──────── EXTRAIT DU DOCUMENT

Gilles Kraemer (22 /01/ 2022, générale)
Hamlet © Vincent Pontet
Y être ou ne pas y être ? Il faut absolument y être pour cette reprise d'Hamlet d'Ambroise Thomas, mise en scène de Cyril Teste. Même chef d'orchestre Louis Langrée mais revenu ici avec la casquette de directeur de ce théâtre national puisqu'à l'automne 2021 il a succédé à Olivier Mantei.
Hamlet © Le Curieux des arts Gilles Kraemer, 22 janvier 2022
Le chef est à la tête de l'Orchestre des Champs-Élysées dans une communion parfaite avec tous les musiciens, palpable dans la fosse et sur le plateau avec le poignant solo du saxophoniste Sylvain Malézieux dans l'acte du Meurtre de Gonzague. Assis au premier rang, quel plaisir d'être comme au cœur de l’orchestre, les observant, ressentant l'osmose et la complicité entre eux, le plaisir visible, si visible de jouer même masqués pour les cordes comme l’est aussi l’admirable chœur de chambre Les Éléments.

────────────────
──────── DONNÉES SOURCES

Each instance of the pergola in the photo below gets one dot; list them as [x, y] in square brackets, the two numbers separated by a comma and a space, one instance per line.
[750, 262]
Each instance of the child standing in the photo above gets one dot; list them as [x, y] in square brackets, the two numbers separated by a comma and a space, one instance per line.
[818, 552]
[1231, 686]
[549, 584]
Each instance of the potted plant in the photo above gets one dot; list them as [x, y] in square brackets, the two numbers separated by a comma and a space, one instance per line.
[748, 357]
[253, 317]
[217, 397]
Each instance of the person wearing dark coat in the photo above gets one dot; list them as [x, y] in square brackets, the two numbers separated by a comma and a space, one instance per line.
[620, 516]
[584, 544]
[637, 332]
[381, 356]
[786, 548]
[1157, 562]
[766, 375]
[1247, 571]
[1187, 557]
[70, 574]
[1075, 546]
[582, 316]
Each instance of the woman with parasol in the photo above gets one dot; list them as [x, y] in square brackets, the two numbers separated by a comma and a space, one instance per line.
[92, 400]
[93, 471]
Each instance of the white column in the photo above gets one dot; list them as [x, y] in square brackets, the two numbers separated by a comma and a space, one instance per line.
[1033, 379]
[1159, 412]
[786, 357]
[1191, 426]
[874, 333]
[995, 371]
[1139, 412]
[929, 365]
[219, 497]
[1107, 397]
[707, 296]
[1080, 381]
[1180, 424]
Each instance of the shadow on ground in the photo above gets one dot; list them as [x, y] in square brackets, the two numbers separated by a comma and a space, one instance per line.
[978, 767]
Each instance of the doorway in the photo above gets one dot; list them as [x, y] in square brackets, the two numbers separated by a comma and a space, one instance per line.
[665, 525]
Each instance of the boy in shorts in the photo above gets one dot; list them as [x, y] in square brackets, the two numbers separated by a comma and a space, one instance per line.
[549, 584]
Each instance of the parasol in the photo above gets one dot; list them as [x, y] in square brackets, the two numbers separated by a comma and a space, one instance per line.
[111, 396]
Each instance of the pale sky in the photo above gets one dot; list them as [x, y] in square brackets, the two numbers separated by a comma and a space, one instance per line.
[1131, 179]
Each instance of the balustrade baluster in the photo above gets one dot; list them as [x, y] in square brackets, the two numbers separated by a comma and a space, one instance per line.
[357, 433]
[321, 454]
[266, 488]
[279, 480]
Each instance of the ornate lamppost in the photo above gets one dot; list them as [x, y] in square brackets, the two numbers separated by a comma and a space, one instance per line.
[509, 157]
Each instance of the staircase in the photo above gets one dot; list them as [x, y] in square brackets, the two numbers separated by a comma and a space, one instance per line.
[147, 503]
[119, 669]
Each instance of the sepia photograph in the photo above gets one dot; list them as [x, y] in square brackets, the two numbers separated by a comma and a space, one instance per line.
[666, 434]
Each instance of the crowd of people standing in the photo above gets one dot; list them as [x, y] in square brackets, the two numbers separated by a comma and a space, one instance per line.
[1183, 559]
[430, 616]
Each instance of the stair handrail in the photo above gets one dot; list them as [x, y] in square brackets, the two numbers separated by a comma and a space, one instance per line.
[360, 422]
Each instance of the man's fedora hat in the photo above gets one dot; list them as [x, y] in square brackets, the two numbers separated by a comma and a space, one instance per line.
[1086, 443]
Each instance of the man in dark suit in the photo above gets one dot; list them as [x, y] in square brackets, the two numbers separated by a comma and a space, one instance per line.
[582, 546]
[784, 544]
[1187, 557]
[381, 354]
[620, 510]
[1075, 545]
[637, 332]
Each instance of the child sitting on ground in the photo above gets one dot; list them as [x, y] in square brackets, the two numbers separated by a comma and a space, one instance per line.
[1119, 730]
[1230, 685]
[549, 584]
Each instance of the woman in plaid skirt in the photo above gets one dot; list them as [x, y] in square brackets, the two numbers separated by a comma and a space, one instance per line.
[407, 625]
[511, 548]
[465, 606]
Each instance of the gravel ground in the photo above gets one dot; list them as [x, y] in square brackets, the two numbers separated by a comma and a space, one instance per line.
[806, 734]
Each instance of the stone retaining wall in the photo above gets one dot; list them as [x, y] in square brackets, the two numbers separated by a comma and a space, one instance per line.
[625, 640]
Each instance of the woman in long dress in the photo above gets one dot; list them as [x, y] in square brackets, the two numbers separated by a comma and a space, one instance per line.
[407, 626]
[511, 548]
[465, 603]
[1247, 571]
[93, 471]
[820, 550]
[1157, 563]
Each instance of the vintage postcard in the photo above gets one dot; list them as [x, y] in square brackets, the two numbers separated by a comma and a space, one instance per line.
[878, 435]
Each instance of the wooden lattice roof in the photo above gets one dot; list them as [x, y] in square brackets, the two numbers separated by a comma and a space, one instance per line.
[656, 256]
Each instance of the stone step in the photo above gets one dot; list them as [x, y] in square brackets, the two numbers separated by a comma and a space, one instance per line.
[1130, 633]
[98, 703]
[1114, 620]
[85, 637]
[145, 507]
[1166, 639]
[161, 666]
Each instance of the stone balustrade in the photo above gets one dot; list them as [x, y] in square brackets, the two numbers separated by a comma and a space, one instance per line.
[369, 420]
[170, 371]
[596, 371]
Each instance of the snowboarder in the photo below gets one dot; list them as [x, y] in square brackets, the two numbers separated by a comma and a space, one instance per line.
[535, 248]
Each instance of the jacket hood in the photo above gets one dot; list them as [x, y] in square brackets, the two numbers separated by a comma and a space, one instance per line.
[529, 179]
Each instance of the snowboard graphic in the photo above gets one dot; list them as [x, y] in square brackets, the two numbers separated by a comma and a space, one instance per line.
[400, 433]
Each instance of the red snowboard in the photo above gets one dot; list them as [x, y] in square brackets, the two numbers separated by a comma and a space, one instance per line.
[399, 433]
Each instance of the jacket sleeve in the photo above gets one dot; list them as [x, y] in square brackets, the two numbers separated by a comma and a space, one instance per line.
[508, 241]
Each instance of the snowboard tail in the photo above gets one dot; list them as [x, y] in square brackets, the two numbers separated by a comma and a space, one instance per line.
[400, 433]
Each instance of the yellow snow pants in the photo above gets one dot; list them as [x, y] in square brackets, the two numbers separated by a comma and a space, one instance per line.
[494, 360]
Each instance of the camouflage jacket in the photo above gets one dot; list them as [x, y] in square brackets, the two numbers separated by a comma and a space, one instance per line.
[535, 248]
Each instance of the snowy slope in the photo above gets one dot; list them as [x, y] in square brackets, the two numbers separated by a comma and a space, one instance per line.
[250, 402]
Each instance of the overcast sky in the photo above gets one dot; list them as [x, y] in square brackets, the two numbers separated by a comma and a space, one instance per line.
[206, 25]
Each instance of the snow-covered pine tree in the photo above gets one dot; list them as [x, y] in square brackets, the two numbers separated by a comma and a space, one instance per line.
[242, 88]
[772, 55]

────────────────

TÂCHES À RÉALISER:
#1 Traduisez en anglais la phrase suivante de l'extrait sur Hamlet : « Le chef est à la tête de l'Orchestre des Champs-Élysées dans une communion parfaite avec tous les musiciens, palpable dans la fosse et sur le plateau avec le poignant solo du saxophoniste Sylvain Malézieux dans l'acte du Meurtre de Gonzague. »
#2 Prolongez l'extrait sur Hamlet à partir de sa dernière phrase.
Les lignes sont sans lien avec l'extrait sur Hamlet.

RÉPONSES PAR TÂCHE:
#1 The conductor leads the Orchestre des Champs-Élysées in perfect communion with all the musicians, palpable in the pit and on stage with the poignant solo by saxophonist Sylvain Malézieux in the act of the Murder of Gonzago.

#2
Sur scène, même distribution que celle de décembre 2018 si ce n'est Lucile Richardot mezzo-soprano dont la prise de rôle était prévue pour cette série de représentations. Chaque représentation relève du miracle souligna Louis Langrée quelques instants avant la générale, avec une vie monacale pour tous les chanteurs pendant toutes les répétitions. Mots lourds de sens, dans ces temps de la permanente épée de Damoclès de la pandémie, lorsqu'il annoncera que Géraldine Chauvet – prévue uniquement le 24 janvier – interprètera ce soir le rôle de Gertrude, remplaçant Lucile Richardot testée positive à la Covid-19.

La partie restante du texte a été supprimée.